Assignment: Please give again every entry exactly as it appears, setting aside the pictures.

Given data:
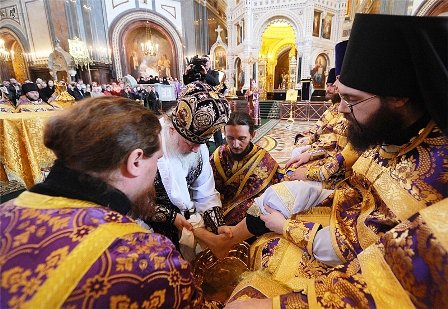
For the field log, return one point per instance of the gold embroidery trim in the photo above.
(383, 285)
(436, 218)
(285, 196)
(61, 282)
(276, 302)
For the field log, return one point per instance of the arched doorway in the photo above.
(123, 26)
(281, 76)
(137, 63)
(12, 60)
(277, 48)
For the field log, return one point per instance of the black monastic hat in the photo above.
(400, 56)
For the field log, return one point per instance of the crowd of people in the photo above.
(143, 91)
(357, 218)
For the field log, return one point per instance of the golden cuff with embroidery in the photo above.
(301, 233)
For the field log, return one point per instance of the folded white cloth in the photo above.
(189, 247)
(298, 150)
(291, 197)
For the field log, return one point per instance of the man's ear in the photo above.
(134, 162)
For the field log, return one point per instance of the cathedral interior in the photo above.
(273, 59)
(277, 43)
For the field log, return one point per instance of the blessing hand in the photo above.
(298, 174)
(180, 222)
(226, 230)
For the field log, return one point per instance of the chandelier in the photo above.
(148, 47)
(4, 53)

Response to this exercise:
For the field log, return one point per instance of the gold embroidery trim in the photo above.
(383, 285)
(436, 218)
(285, 196)
(61, 282)
(276, 302)
For the field log, return one point per instance of the arched doorway in the photo above.
(123, 26)
(281, 76)
(137, 63)
(12, 60)
(277, 48)
For the field log, return one point per instance of the black monastic hat in the photo above.
(400, 56)
For the field log, return one point per instance of the crowd of people in the photo above.
(143, 91)
(357, 218)
For the field log, return one point per instance of the golden cuff with embroidery in the photo above.
(301, 233)
For the field log, return one point per instance of the folded white cloth in the photo above.
(189, 247)
(298, 150)
(291, 197)
For the field log, return one point per instance of the man's ear in the photo above.
(134, 162)
For the field log, return one point per instance of the cathedral interior in the photo above.
(273, 59)
(277, 43)
For the field log, return one point per instance of the blessing hand in the photo above.
(298, 174)
(180, 222)
(226, 230)
For the field log, return one point per instance of the chandelier in the photo above.
(148, 47)
(4, 53)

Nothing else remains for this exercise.